→ EXERCISE DETAILS:
Output the data in full and exactly as presented.

[[ DATA TO EXAMINE, beginning ]]

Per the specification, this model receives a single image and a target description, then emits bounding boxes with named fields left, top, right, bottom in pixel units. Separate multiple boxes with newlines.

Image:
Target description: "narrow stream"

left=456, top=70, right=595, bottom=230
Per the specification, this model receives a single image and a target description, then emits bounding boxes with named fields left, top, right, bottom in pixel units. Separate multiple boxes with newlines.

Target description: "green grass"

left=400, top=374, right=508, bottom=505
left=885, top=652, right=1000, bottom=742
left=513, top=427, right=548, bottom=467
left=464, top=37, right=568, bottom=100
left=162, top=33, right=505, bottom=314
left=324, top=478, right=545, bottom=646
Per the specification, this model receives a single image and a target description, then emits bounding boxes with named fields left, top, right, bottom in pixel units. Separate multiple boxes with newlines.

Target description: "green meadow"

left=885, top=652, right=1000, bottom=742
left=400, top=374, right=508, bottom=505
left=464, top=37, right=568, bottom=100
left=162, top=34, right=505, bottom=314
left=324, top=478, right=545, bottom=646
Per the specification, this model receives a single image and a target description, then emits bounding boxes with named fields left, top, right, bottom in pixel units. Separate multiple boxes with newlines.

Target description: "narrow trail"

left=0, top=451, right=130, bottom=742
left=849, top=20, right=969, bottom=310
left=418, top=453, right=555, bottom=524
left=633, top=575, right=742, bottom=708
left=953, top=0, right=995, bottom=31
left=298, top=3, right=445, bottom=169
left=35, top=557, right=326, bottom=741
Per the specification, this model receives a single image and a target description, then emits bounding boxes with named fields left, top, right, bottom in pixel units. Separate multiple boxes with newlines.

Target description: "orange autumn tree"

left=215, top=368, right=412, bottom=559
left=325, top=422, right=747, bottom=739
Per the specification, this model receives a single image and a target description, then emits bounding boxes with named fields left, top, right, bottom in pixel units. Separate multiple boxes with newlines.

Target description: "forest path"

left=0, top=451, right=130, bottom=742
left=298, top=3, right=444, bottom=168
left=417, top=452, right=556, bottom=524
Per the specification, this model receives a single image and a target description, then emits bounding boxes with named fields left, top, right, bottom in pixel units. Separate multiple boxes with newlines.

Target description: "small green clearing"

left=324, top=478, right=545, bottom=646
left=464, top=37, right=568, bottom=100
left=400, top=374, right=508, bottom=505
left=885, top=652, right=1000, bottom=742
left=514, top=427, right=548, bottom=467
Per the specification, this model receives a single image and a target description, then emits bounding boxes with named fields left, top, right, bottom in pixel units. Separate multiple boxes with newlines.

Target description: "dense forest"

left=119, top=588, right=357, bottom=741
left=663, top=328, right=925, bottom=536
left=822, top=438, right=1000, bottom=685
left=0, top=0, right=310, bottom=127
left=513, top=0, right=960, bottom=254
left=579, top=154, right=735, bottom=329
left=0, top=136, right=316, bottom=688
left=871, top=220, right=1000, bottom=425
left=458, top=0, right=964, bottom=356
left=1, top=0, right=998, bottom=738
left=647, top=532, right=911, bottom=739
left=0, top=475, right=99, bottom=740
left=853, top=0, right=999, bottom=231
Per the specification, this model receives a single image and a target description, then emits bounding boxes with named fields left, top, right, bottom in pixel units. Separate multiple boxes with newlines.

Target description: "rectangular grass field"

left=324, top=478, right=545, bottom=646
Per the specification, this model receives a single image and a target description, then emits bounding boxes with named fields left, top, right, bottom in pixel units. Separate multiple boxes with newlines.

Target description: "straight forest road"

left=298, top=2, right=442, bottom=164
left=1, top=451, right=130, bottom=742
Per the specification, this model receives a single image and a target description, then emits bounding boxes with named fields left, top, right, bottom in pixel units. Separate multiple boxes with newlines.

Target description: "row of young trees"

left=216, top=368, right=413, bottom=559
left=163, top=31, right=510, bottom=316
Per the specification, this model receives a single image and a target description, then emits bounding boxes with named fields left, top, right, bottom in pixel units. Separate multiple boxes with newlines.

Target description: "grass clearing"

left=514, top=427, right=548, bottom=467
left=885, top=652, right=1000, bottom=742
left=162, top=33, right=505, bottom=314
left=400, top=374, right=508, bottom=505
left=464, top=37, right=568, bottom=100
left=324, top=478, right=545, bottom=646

[[ DATA TO EXAMINE, end ]]

→ SOLUTION TO THIS PROBLEM:
Per the specification, this model receives a single image and a target description, then emits bounding boxes with named fields left, top, right, bottom in pixel units. Separate multiple boxes with newlines.

Image:
Target description: "narrow stream"

left=456, top=70, right=595, bottom=230
Per the specification, this model receives a single image and a target description, then emits bounding boxes with named fields left, top, right, bottom in pixel units. Separate multiple boxes with newlines.

Target description: "green grass"

left=400, top=374, right=508, bottom=505
left=885, top=652, right=1000, bottom=742
left=513, top=427, right=548, bottom=467
left=464, top=37, right=568, bottom=100
left=162, top=33, right=505, bottom=314
left=324, top=478, right=545, bottom=646
Per the specification, this model receives a single image and a target description, then emits bounding boxes with named fields left, top, right, bottom in pixel units. Separate multiple boxes with newlines.

Target description: "green meadow"

left=885, top=652, right=1000, bottom=742
left=400, top=374, right=508, bottom=505
left=464, top=37, right=568, bottom=100
left=162, top=34, right=505, bottom=314
left=324, top=478, right=545, bottom=646
Per the specification, this model receives a single image and a target description, then emits bounding boxes with named fields left, top, right, bottom in pixel units. Separate multiple boxes with newlines.

Target description: "narrow trail"

left=0, top=451, right=130, bottom=742
left=849, top=20, right=969, bottom=310
left=418, top=453, right=555, bottom=524
left=633, top=575, right=742, bottom=708
left=953, top=0, right=995, bottom=31
left=298, top=3, right=445, bottom=169
left=35, top=557, right=326, bottom=741
Per the specification, this model receives a single image and a target description, then emits bounding boxes with named fields left, top, right, bottom in pixel units. Separate multiple boxes with newlines.

Target description: "orange autumn tree"

left=215, top=368, right=412, bottom=559
left=325, top=422, right=747, bottom=739
Per the specification, this model receives a single image and a target description, then emits bounding boxes with named fields left, top, right, bottom in pixel units. Separate multiple boxes with newlines.

Target description: "forest path"

left=0, top=451, right=130, bottom=742
left=298, top=3, right=444, bottom=168
left=417, top=452, right=556, bottom=524
Per the specification, this model receives a single image and a target description, then emits bounding boxes with named fields left, top, right, bottom in pixel units. Separate multiple boxes with newlines.

Target description: "small green clearing"

left=324, top=478, right=545, bottom=646
left=464, top=37, right=568, bottom=100
left=400, top=374, right=508, bottom=505
left=885, top=652, right=1000, bottom=742
left=514, top=427, right=548, bottom=467
Per the specification, this model receives a single image and a target description, then emits bounding boxes with named fields left, top, right, bottom in pixel units. Separate multiple boxes with newlines.

Target description: "dense forest"

left=119, top=588, right=357, bottom=741
left=663, top=328, right=925, bottom=536
left=822, top=438, right=1000, bottom=685
left=0, top=0, right=310, bottom=127
left=513, top=0, right=960, bottom=254
left=579, top=154, right=735, bottom=329
left=0, top=136, right=316, bottom=688
left=871, top=220, right=1000, bottom=425
left=458, top=0, right=964, bottom=356
left=1, top=0, right=998, bottom=738
left=647, top=532, right=911, bottom=739
left=0, top=475, right=99, bottom=740
left=853, top=0, right=999, bottom=231
Per the specification, this model receives a single image and a target description, then emits bounding boxes with named fields left, top, right, bottom in pixel units. Separate multiple boxes with newlines.

Target description: "rectangular grass field"

left=324, top=478, right=545, bottom=646
Per the specification, this model receives a single image and a target description, then emits bounding boxes with named fields left, top, right, bottom in pixel units. Separate multiple boxes with newlines.

Target description: "straight forest road"

left=298, top=2, right=442, bottom=164
left=1, top=451, right=130, bottom=742
Per the specification, this model receives a single image and a target description, then emits bounding boxes with named fields left, top, right, bottom in pixel units. Separate multiple boxes with newlines.

Target description: "row of young trees"

left=216, top=368, right=413, bottom=559
left=163, top=31, right=510, bottom=316
Per the specification, this model receives a single image and a target description, then emits bounding boxes with named fields left, top, right, bottom in pixel units. Separate multiple boxes with newlines.

Target description: "grass clearing"

left=514, top=427, right=548, bottom=467
left=885, top=652, right=1000, bottom=742
left=162, top=33, right=505, bottom=314
left=400, top=374, right=508, bottom=505
left=464, top=37, right=568, bottom=100
left=324, top=478, right=545, bottom=646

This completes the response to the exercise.